• _WORK TO COMPLETE_:
[1] Answer these questions from the college rankings text:
(a) How many college presidents called the rankings "misleading"?
(b) By how much did participation in the reputation section of the survey change this year?
(c) Who is the president of Western Kentucky University?
[2] Print the college rankings text from "The rankings, which" to "campuses are surveyed.".

• _TEXT BLOCK_:
This year, more than 60 college presidents from mostly liberal arts institutions have declared the rankings “misleading” and decided not to participate in judging each other by reputation.

The rankings, which gauge everything from alumni giving to acceptance rates, are largely based on information supplied by the colleges themselves. In the section of the survey where presidents are asked to rate each others’ reputation, participation this year dropped from 58 percent to 51 percent. More than 1,400 campuses are surveyed.

Some critics say U.S. News’ criteria does not tell prospective applicants about what sort of education they are likely to get. Educator Kay McClenney in an interview last year.

KAY MCCLENNEY, University of Texas at Austin: When you look at the fine print about how they define what best is, what the criteria are for quality, one of them has to do with the acceptance ratio. And it’s basically, out of all the students that apply, how few do they allow into the college. And I say to myself, when in America did we come to the point of saying that the mark of quality is the proportion of prospective students that you refuse to serve?

GWEN IFILL: Still, some universities have made changes in order to rise in the U.S. News rankings. Western Kentucky University is one of them. Gary Ransdell is the president.

GARY RANSDELL, President, Western Kentucky University: Invest in academic quality. Lower that faculty-student ratio. We’ve hired more faculty and brought it back down. We invest in classroom improvements. We recruit better students. We’re trying to recruit more highly credentialed faculty.

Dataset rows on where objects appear
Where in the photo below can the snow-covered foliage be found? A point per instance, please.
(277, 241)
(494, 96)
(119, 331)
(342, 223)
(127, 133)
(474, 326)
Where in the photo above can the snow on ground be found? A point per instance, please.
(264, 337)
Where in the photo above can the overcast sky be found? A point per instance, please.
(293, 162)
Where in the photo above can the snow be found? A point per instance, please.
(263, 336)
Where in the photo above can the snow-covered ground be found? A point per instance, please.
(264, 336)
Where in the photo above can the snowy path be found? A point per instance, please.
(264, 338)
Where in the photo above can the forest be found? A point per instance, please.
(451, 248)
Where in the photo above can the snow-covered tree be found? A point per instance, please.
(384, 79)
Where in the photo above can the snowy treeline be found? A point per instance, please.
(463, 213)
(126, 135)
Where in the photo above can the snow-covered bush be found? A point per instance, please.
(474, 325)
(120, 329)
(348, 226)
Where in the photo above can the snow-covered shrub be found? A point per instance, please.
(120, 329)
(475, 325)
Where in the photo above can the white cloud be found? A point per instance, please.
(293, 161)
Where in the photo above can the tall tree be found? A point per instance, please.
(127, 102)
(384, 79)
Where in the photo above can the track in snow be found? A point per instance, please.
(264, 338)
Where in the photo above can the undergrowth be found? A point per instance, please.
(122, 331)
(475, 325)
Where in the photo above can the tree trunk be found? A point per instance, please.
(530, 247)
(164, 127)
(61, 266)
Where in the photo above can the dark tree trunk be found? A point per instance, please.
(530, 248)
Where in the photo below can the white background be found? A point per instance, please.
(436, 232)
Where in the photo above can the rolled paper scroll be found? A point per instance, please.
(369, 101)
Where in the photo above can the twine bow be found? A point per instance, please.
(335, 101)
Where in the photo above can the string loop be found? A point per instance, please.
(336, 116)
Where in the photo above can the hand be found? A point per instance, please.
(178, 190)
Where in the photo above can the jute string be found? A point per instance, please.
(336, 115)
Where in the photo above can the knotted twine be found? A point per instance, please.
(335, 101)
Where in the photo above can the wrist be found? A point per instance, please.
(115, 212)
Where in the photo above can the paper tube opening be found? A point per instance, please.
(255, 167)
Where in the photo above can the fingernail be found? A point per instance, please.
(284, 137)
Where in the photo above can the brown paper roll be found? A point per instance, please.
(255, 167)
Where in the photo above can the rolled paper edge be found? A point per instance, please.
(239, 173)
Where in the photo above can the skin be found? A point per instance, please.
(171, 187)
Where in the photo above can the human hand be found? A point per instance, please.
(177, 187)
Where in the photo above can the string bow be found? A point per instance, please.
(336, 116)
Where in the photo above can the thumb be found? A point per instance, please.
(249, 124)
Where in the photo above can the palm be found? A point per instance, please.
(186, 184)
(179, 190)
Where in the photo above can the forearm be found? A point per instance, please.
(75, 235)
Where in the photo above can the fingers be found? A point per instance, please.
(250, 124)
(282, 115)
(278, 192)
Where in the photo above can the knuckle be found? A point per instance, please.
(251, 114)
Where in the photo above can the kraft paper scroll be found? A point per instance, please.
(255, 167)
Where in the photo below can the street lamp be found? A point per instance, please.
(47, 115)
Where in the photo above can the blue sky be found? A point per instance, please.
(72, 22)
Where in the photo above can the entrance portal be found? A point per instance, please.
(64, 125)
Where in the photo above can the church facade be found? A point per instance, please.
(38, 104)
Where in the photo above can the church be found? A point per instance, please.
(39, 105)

• _PROBLEM SOLUTIONS_:
[1]
(a) More than 60.
(b) It dropped from 58 percent to 51 percent.
(c) Gary Ransdell.

[2]
The rankings, which gauge everything from alumni giving to acceptance rates, are largely based on information supplied by the colleges themselves. In the section of the survey where presidents are asked to rate each others’ reputation, participation this year dropped from 58 percent to 51 percent. More than 1,400 campuses are surveyed.